● Required work
In the records below, find the line containing "A single pin marks each instance of the yellow stamen." and repeat it and every line after it exactly, without pictures.

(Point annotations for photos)

══════

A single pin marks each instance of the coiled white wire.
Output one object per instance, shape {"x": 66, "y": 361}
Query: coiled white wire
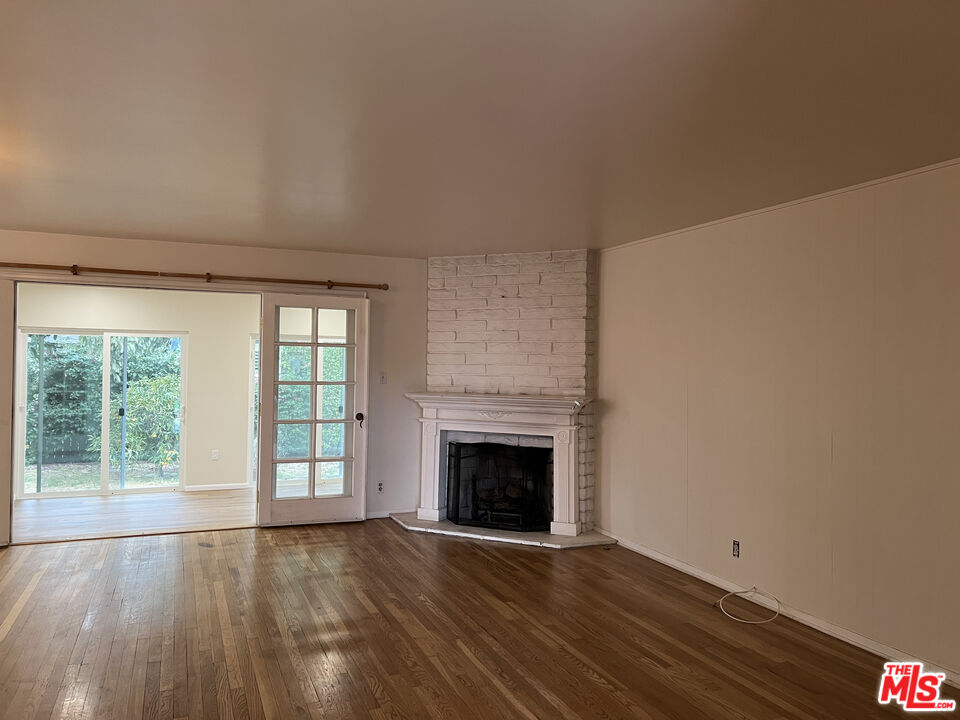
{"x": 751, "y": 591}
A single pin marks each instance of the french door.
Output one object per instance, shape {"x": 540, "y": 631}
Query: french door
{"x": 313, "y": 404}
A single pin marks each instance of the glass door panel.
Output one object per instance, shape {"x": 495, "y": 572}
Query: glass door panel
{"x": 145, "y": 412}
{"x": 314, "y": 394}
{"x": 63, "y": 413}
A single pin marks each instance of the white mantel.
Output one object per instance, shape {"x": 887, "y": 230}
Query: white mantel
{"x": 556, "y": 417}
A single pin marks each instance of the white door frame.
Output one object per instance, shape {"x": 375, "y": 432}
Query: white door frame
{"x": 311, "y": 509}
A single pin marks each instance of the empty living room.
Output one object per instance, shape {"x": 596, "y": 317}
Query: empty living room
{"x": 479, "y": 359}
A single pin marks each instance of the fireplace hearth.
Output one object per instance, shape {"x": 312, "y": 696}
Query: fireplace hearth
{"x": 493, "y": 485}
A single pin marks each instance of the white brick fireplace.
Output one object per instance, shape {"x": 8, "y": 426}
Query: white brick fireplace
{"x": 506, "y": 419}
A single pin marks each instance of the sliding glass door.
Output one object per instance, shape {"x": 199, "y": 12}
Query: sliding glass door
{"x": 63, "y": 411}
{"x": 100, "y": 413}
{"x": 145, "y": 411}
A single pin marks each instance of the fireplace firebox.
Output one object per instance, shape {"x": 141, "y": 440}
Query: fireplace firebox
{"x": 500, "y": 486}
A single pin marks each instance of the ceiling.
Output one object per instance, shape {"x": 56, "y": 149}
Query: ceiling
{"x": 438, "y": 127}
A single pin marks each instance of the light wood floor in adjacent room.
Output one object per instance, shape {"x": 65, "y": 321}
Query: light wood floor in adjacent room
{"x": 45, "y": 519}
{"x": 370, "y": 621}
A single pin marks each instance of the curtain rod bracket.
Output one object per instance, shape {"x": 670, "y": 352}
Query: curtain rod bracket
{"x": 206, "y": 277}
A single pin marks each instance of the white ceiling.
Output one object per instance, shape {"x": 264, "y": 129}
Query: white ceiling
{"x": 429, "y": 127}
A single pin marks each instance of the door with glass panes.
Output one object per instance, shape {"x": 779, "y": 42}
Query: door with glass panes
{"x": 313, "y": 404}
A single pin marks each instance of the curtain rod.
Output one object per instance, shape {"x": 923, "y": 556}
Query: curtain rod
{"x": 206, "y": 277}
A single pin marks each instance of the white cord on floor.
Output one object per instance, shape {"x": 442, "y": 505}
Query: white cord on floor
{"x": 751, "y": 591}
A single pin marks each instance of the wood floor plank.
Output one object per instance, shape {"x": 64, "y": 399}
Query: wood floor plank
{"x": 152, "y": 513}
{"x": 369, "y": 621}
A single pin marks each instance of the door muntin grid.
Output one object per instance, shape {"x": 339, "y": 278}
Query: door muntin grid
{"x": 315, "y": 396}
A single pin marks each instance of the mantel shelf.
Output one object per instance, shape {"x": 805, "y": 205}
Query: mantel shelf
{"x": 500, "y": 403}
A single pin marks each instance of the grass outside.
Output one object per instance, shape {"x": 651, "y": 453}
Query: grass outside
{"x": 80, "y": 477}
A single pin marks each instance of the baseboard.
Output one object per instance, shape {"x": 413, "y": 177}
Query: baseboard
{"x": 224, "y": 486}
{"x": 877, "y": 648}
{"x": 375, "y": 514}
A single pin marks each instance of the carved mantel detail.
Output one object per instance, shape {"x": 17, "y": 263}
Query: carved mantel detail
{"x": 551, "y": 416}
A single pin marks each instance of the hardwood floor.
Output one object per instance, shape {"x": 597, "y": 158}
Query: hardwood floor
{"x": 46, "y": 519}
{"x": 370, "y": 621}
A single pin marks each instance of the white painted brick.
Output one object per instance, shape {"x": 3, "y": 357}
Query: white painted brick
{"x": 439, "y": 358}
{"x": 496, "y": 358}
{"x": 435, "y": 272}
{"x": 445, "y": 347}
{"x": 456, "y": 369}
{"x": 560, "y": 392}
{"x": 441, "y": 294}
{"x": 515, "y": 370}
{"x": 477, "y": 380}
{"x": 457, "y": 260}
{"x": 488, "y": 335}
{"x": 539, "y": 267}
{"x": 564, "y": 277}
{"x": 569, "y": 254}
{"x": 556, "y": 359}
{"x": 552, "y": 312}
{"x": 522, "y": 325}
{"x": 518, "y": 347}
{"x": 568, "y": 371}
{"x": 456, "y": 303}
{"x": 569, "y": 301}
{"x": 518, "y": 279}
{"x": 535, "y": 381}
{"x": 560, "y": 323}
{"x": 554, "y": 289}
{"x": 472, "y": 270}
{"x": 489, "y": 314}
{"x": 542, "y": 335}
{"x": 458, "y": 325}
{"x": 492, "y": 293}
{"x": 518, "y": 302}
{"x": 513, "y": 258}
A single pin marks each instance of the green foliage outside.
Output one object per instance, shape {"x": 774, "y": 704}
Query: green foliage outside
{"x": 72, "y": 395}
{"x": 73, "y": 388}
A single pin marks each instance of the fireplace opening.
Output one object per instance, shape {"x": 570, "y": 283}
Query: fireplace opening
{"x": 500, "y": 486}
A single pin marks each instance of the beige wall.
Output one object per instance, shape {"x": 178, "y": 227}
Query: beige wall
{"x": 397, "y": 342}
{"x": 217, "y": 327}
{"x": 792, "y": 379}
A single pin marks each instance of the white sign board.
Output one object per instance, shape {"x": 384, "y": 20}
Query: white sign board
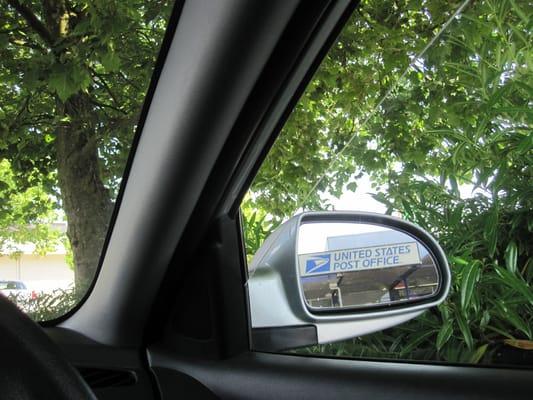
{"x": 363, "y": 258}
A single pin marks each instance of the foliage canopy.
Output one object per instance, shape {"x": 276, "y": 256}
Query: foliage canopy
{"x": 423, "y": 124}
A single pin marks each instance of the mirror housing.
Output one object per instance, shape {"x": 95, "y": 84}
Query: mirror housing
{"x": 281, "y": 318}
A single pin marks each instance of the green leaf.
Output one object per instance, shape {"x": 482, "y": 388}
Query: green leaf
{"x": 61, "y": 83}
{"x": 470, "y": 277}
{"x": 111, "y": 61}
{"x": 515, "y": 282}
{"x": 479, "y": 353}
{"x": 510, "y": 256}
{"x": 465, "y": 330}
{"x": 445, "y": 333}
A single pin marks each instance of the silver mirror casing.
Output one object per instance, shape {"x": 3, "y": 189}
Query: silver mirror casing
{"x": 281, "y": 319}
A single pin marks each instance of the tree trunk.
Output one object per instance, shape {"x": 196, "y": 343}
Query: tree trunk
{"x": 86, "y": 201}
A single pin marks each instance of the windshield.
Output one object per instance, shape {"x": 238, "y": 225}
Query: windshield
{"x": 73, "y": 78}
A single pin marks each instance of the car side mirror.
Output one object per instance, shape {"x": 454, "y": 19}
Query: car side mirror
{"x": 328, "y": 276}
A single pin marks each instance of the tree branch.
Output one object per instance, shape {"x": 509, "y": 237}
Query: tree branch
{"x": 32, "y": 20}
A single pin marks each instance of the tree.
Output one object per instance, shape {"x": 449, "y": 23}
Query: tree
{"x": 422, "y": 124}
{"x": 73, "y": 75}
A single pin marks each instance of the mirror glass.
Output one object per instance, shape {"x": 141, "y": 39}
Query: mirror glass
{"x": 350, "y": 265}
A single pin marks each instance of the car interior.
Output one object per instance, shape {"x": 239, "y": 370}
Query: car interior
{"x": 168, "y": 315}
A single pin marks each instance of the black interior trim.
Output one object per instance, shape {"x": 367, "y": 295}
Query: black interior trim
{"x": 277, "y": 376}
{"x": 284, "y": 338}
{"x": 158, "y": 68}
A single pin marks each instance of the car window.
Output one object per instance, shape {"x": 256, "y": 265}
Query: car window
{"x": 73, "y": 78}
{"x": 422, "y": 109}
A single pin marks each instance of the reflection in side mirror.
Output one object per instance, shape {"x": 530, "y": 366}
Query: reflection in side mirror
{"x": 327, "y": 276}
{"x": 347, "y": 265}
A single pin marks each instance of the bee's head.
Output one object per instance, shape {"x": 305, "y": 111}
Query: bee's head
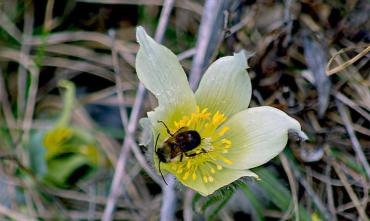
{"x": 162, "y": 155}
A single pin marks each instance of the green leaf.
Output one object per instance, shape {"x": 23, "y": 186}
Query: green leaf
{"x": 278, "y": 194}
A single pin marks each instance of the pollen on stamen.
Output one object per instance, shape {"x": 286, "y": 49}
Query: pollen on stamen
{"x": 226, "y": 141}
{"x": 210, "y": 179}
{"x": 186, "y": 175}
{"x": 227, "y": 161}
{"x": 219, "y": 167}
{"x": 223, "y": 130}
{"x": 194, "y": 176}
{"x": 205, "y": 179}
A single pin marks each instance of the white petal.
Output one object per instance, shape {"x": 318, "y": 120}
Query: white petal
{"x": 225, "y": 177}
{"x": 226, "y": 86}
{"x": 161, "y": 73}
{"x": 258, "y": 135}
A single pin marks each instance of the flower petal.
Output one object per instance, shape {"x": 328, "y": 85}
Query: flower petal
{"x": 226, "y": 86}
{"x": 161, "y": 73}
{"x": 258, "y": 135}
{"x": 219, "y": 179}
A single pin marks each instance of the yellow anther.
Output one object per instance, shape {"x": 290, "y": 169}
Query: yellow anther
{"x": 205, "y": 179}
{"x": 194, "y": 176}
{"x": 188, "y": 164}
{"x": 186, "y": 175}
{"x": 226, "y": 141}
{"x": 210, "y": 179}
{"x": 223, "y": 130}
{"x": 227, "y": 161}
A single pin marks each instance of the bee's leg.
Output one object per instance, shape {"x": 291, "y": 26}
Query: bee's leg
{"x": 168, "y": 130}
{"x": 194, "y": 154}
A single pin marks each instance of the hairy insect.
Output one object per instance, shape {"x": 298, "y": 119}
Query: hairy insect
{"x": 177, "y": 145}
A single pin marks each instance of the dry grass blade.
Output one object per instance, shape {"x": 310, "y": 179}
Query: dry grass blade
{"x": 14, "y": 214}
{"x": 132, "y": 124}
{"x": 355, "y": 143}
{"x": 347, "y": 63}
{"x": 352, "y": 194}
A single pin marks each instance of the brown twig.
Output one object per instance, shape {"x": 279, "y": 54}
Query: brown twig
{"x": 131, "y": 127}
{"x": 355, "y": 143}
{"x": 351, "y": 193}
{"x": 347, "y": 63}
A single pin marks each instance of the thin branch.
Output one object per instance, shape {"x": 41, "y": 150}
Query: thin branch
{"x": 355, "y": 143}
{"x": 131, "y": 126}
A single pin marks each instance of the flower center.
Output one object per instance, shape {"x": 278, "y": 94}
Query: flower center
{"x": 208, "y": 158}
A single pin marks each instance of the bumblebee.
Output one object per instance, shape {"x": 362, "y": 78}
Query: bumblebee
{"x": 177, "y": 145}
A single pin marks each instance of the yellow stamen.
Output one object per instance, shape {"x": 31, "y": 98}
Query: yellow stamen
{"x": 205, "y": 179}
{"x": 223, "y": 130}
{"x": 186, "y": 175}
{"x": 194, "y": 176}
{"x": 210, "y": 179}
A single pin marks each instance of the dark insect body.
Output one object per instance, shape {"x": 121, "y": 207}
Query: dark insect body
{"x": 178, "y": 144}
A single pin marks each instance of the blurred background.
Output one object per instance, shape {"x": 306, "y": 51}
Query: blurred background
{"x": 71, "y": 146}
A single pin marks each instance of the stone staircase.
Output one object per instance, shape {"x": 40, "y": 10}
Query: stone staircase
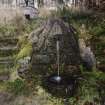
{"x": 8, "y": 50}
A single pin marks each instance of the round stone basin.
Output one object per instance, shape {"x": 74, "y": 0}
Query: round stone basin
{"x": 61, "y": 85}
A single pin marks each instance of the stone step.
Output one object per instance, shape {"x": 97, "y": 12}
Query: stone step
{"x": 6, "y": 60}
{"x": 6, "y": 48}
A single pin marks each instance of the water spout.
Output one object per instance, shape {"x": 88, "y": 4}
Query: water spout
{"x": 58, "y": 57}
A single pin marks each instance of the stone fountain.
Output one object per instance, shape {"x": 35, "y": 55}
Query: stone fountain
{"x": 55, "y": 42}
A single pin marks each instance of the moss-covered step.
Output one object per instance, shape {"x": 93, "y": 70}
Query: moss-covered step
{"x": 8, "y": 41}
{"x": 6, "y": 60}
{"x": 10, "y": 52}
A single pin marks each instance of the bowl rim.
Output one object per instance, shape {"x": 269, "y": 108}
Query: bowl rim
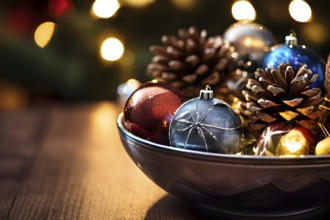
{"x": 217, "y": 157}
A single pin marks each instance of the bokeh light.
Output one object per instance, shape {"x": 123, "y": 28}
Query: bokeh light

══════

● Exercise answer
A single pin marks each instance of the yellow stamen.
Output one object per instance, shape {"x": 31, "y": 98}
Query: yellow stamen
{"x": 205, "y": 179}
{"x": 223, "y": 130}
{"x": 186, "y": 175}
{"x": 194, "y": 176}
{"x": 210, "y": 179}
A single pin marks each instance of the dark insect body.
Output one object per instance, shape {"x": 121, "y": 207}
Query: dark insect body
{"x": 178, "y": 144}
A single pin marks each instance of the blurred background.
Output one object per instance, shape {"x": 306, "y": 51}
Query: blurred background
{"x": 71, "y": 146}
A single pin marks each instance of the stone staircase.
Output one object per instance, shape {"x": 40, "y": 10}
Query: stone staircase
{"x": 8, "y": 50}
A single pin marks each instance of the round stone basin.
Output one object per instance, shape {"x": 74, "y": 0}
Query: round stone basin
{"x": 61, "y": 85}
A single pin marks each instance of the stone step.
Output one object per instance, shape {"x": 97, "y": 12}
Query: stone step
{"x": 6, "y": 60}
{"x": 6, "y": 48}
A single pin marks each instance of the water spout.
Output one object per instance, shape {"x": 88, "y": 4}
Query: water spout
{"x": 58, "y": 57}
A single pin marks each instance of the stone fountain.
Output one object per instance, shape {"x": 35, "y": 55}
Query: stone fountain
{"x": 55, "y": 42}
A single pin marks each instance of the moss-covered step.
Output one object per instance, shape {"x": 93, "y": 70}
Query: moss-covered step
{"x": 8, "y": 41}
{"x": 6, "y": 60}
{"x": 10, "y": 52}
A single pin marks each instance of the bowl rim.
Output one object per instance, shape {"x": 269, "y": 108}
Query: bowl rim
{"x": 217, "y": 157}
A single pin marks each instance of the bokeh light.
Output one object per instance, shape {"x": 123, "y": 28}
Query: bokeh light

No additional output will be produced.